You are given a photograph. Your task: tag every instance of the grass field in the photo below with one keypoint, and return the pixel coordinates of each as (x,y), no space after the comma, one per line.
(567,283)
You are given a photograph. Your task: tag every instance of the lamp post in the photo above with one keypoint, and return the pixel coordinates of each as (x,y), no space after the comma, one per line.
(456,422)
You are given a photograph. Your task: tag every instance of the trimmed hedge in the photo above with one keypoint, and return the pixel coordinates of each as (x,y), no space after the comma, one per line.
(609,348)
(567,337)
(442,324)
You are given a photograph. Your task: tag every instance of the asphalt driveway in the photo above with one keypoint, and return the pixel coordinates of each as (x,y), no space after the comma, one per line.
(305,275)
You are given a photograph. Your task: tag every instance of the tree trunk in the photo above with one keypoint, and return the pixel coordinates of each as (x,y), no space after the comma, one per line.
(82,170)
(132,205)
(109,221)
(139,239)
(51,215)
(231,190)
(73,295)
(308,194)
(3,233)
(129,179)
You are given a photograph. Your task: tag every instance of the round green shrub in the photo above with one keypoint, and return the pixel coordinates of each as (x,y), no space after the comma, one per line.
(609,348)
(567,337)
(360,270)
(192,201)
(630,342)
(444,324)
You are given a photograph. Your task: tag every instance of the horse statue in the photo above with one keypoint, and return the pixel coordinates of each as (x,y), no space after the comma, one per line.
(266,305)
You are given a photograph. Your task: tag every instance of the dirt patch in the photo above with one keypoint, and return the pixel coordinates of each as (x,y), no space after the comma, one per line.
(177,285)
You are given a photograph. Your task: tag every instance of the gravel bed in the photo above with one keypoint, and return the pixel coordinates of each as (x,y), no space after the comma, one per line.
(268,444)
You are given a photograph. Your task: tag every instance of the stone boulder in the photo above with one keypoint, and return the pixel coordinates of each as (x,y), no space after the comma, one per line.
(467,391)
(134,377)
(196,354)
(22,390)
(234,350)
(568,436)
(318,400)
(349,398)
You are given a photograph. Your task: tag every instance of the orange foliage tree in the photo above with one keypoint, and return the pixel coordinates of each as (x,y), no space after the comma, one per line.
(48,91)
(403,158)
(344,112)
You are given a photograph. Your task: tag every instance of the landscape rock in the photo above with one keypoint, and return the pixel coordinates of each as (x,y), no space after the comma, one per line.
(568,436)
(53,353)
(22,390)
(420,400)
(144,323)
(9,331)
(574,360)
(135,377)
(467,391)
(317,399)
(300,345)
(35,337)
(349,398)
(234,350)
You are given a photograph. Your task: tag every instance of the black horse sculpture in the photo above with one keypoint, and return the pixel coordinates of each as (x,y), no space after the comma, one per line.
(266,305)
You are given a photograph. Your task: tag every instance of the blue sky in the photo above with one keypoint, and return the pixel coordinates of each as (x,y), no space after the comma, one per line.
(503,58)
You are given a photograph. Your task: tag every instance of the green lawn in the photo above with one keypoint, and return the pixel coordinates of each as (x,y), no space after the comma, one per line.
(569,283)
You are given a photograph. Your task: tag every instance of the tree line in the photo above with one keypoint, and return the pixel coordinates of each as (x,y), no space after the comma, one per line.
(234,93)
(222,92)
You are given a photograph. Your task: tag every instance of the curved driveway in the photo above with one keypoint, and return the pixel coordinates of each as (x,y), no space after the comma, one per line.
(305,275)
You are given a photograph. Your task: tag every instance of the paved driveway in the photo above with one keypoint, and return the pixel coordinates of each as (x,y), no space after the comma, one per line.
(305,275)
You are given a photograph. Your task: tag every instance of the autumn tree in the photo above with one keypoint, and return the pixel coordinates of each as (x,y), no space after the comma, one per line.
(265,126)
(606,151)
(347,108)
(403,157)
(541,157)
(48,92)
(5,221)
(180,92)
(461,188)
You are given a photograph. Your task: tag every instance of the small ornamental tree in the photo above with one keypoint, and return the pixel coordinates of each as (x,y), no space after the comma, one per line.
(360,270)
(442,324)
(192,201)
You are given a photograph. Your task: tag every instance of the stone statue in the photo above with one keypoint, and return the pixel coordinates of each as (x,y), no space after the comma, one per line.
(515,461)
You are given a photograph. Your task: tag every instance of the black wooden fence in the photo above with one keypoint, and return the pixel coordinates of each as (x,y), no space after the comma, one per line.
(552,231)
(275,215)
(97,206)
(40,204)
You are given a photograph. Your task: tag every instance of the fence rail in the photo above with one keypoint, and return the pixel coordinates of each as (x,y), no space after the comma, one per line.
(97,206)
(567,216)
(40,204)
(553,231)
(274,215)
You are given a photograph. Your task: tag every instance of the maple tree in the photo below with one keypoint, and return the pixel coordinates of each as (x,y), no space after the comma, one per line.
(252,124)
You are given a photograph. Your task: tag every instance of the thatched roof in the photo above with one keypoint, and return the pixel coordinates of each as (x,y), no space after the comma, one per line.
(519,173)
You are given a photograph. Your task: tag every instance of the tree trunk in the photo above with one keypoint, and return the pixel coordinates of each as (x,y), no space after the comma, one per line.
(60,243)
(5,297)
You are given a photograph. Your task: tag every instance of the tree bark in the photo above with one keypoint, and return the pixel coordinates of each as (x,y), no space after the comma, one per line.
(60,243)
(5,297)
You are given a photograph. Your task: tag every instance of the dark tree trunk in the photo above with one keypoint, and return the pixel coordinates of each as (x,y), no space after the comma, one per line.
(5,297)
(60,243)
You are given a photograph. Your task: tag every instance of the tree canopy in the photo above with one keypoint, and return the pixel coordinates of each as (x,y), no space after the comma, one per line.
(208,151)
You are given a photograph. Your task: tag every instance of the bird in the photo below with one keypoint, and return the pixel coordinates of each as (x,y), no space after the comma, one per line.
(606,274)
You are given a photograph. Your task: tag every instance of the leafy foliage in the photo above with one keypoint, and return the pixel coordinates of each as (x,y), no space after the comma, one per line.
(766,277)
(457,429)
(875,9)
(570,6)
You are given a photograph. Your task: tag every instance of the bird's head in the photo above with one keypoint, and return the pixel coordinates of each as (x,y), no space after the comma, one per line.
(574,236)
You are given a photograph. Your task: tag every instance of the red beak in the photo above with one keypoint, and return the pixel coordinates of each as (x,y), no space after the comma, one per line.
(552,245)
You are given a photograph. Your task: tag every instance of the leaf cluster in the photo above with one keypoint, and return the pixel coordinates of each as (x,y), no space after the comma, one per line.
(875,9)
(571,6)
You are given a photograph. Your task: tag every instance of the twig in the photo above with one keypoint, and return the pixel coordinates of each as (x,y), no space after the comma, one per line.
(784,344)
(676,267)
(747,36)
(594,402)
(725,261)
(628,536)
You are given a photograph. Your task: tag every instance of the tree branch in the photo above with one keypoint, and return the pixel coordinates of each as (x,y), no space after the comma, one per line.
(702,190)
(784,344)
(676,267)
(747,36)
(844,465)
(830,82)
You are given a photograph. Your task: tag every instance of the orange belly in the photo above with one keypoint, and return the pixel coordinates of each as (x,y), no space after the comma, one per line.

* [TASK OBJECTIVE]:
Copy out exactly the lines running from the line with "the tree branch" to the end of the records, inclusive.

* [EXERCISE RESULT]:
You are given a photograph. Your task: tag every instance of the tree branch in the photo above with one keypoint, and return the pixel coordinates of each as (x,y), no space after the comma, one per line.
(702,190)
(784,344)
(676,267)
(747,36)
(844,465)
(830,82)
You are given a photograph. Your task: tag every instance of the orange belly in the photo above with one keypoint, and return the pixel coordinates of each as (x,y), no space after the comma, one per line.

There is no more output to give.